Supplied information:
★ ★ ★ ★ ★ ★ ★
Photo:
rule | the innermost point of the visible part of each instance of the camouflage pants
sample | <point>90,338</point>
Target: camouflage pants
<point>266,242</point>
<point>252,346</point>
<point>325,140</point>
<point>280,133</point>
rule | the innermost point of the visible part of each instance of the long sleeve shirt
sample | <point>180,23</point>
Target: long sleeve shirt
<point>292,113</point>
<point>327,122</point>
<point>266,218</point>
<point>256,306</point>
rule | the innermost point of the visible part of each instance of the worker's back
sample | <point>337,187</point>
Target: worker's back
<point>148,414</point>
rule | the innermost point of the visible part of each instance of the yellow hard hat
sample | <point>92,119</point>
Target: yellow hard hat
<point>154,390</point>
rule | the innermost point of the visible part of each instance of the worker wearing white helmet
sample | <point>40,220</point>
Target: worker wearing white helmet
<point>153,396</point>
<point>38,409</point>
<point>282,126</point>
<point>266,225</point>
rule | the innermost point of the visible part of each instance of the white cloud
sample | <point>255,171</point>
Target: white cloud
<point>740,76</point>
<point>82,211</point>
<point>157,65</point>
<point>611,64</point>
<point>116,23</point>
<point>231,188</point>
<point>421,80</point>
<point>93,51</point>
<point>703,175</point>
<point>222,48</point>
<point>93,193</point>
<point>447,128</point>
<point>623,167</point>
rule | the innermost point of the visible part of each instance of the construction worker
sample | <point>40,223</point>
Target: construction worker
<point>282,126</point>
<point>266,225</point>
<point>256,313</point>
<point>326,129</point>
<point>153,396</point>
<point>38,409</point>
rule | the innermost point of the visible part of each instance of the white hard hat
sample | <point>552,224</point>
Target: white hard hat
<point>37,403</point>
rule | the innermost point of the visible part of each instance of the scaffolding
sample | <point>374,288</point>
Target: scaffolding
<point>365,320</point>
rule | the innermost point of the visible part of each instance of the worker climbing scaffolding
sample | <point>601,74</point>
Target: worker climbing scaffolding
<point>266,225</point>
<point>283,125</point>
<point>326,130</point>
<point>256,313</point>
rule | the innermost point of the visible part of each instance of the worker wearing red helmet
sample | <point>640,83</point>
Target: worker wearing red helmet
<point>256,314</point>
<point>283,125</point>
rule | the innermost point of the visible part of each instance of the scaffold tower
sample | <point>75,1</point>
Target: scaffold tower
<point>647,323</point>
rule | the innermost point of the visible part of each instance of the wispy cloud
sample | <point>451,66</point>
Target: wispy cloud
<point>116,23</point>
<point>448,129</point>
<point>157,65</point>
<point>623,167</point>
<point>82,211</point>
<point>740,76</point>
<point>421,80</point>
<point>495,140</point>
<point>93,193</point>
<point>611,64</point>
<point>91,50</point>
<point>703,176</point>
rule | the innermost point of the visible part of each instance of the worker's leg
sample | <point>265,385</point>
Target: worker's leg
★ ★ ★ ★ ★ ★ ★
The problem:
Arrange all lines of the records above as a numbered list, leaving out any blank lines.

The response:
1. Photo:
2. rule | the innermost point of the visible part of each instance of the camouflage pants
3. sample | <point>90,338</point>
4. Target: camouflage pants
5. <point>266,242</point>
6. <point>252,346</point>
7. <point>325,140</point>
8. <point>280,133</point>
9. rule | the innermost point of the visible part of each instance of the long sleeve shirt
10. sample | <point>180,23</point>
11. Target: long sleeve shirt
12. <point>292,113</point>
13. <point>327,122</point>
14. <point>266,218</point>
15. <point>256,306</point>
16. rule | the innermost point of the visible part of each instance of the worker's back
17. sample | <point>337,187</point>
18. Target: worker's back
19. <point>148,414</point>
20. rule | the innermost point of the visible part of each instance of the yellow hard hat
21. sample | <point>92,119</point>
22. Target: yellow hard hat
23. <point>154,390</point>
24. rule | the innermost point of the visible part of each instance of the worker wearing white helmet
25. sample | <point>40,220</point>
26. Target: worker wearing white helmet
27. <point>153,396</point>
28. <point>38,409</point>
29. <point>282,126</point>
30. <point>266,225</point>
31. rule | the innermost point of the visible part of each instance of the white cloud
32. sample | <point>255,171</point>
33. Target: white cloud
34. <point>740,76</point>
35. <point>82,211</point>
36. <point>157,65</point>
37. <point>611,64</point>
38. <point>116,23</point>
39. <point>231,188</point>
40. <point>421,80</point>
41. <point>93,51</point>
42. <point>703,175</point>
43. <point>222,48</point>
44. <point>93,193</point>
45. <point>447,128</point>
46. <point>623,167</point>
47. rule | the innermost point of the visible part of each instance of the construction worker
48. sample | <point>40,223</point>
49. Target: construction worker
50. <point>282,126</point>
51. <point>266,225</point>
52. <point>256,313</point>
53. <point>326,129</point>
54. <point>153,396</point>
55. <point>38,409</point>
56. rule | the innermost point of the visible part of each instance of the white hard hat
57. sample | <point>552,224</point>
58. Target: white hard hat
59. <point>37,403</point>
60. rule | the innermost point of the visible part of each instance of the scaffolding
61. sample | <point>374,288</point>
62. Target: scaffolding
63. <point>365,320</point>
64. rule | the innermost point of the visible part of each instance of the worker climbing scaffolding
65. sample | <point>601,74</point>
66. Target: worker climbing scaffolding
67. <point>266,225</point>
68. <point>283,125</point>
69. <point>326,130</point>
70. <point>256,313</point>
71. rule | the innermost point of the visible part of each instance of the worker wearing red helmet
72. sample | <point>640,83</point>
73. Target: worker wearing red helmet
74. <point>256,314</point>
75. <point>283,125</point>
76. rule | the innermost point of the visible part of each instance of the scaffold tower
77. sample | <point>75,1</point>
78. Target: scaffold tower
79. <point>647,323</point>
80. rule | the innermost point of the visible part of each instance of the wispy cloud
81. sample | <point>451,66</point>
82. Target: wispy cloud
83. <point>116,23</point>
84. <point>448,129</point>
85. <point>157,65</point>
86. <point>623,167</point>
87. <point>82,211</point>
88. <point>740,76</point>
89. <point>421,80</point>
90. <point>495,140</point>
91. <point>93,193</point>
92. <point>611,64</point>
93. <point>91,50</point>
94. <point>703,176</point>
95. rule | the innermost point of the visible part of each instance of the worker's leg
96. sample | <point>265,385</point>
97. Target: worker's leg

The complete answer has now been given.